▶ **Directions for this task**
Go to the line below containing "Target: black ladder rack" and print exactly from there through the line containing "Locate the front", both included. Print nothing else.

▶ **Supplied material**
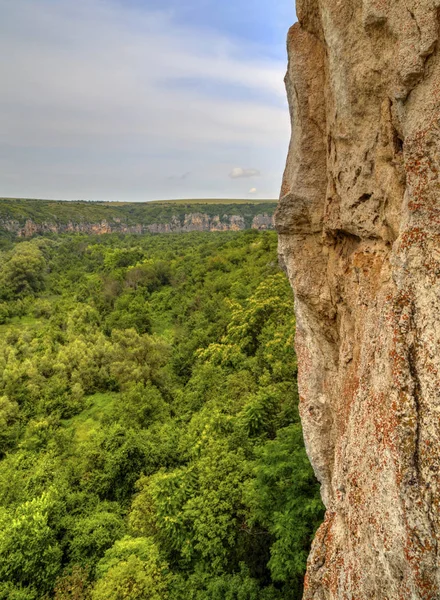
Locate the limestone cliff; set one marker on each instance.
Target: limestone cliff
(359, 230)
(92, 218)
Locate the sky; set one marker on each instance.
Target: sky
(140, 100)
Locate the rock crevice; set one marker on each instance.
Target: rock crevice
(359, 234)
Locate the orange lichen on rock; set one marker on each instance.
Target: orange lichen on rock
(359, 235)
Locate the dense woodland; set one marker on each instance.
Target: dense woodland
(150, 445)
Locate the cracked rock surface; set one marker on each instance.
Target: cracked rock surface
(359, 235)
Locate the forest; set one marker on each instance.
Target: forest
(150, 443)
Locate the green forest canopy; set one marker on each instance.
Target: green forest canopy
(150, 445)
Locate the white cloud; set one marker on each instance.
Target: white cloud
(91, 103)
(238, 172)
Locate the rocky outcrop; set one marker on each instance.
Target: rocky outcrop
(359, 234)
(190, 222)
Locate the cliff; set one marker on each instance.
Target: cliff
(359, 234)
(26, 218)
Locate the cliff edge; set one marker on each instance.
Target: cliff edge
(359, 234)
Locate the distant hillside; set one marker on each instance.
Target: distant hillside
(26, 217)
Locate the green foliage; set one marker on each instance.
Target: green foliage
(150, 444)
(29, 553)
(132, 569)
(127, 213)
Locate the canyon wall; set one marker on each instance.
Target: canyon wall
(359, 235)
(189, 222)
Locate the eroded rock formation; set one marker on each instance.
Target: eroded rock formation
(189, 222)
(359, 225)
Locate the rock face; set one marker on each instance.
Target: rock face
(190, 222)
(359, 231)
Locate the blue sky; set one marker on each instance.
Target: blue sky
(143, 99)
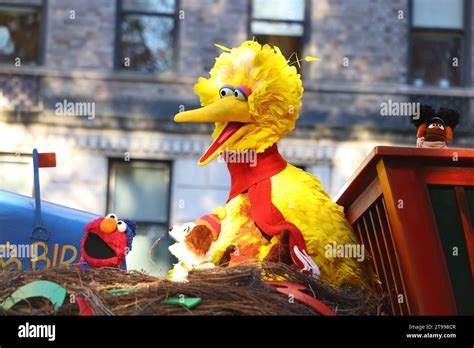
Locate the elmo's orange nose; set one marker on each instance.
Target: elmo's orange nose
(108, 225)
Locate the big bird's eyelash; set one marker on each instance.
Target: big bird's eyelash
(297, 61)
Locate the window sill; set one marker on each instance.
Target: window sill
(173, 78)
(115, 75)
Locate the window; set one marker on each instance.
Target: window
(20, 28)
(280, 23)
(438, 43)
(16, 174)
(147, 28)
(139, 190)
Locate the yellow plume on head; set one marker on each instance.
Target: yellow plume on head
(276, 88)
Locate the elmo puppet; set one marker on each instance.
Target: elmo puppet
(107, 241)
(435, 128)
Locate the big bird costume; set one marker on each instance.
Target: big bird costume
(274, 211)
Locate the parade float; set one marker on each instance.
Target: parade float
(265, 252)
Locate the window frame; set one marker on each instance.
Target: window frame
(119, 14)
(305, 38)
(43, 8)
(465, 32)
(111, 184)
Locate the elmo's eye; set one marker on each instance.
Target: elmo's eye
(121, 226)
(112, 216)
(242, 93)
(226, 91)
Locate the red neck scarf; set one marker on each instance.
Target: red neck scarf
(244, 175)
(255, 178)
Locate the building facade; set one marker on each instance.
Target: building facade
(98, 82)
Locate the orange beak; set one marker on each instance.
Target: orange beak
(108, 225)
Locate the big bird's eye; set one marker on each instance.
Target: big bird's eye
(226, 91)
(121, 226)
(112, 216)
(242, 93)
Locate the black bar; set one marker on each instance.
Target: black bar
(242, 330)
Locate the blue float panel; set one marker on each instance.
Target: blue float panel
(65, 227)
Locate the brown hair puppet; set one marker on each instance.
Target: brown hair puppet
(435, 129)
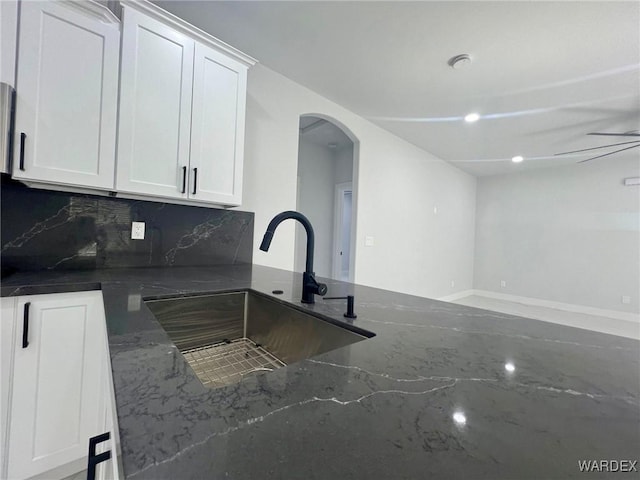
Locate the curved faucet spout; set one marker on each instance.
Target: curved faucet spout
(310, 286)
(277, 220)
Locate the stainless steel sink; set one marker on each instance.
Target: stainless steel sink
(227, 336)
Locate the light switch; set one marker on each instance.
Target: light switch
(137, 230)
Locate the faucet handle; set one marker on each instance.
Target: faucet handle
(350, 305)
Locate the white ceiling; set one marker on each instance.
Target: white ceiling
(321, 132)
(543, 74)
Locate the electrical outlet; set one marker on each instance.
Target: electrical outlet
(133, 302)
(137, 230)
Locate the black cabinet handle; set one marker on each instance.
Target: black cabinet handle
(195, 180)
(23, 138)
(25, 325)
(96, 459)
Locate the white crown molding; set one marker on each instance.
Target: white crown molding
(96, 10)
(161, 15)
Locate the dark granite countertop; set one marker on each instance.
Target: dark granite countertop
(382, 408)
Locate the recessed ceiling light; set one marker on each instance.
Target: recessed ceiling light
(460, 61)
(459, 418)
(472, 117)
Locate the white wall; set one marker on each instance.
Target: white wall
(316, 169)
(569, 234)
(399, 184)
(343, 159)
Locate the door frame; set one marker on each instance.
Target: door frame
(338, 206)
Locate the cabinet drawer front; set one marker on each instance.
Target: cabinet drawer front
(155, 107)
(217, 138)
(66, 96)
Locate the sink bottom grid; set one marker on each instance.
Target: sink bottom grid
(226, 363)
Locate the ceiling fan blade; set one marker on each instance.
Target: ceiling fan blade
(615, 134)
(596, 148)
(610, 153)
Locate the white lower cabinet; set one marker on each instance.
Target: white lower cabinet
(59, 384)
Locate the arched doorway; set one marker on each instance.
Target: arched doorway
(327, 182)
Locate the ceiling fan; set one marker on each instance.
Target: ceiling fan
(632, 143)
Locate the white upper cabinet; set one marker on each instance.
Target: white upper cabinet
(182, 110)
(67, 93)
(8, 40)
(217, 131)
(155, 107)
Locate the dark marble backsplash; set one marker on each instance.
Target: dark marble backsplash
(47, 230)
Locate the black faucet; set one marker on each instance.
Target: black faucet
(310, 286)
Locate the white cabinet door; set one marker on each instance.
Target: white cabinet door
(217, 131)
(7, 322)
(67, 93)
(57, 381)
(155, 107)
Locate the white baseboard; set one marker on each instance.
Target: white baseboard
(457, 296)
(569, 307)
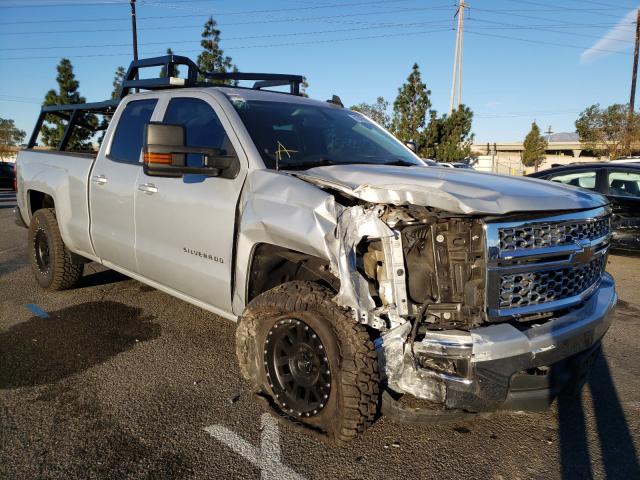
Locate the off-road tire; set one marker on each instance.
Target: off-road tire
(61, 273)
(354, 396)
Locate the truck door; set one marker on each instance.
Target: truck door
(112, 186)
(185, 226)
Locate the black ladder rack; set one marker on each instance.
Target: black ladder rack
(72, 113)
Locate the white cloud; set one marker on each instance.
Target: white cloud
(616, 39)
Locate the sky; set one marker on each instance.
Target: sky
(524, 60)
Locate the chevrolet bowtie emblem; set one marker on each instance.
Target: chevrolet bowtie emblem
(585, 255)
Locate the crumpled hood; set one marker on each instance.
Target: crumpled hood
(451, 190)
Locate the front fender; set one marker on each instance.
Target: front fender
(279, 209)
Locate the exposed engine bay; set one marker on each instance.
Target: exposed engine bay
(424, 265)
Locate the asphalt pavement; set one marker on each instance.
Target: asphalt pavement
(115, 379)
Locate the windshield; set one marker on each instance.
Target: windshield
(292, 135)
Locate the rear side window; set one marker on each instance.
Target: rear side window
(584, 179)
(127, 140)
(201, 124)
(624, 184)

▶ **Exercise response**
Target: black ladder rack
(72, 113)
Locate the white cloud; set one marker on each instance.
Target: white cloud
(616, 39)
Locate the sky; set one marker on each instance.
Target: sky
(524, 60)
Locate the chevrolet bowtie emblem; set one marker on each instance.
Target: chevrolet bowtie emblem
(585, 255)
Locate the crumpled hood; set one marker on each instance.
Target: crumpled hood
(451, 190)
Locate the front fender; set one marker on each instance.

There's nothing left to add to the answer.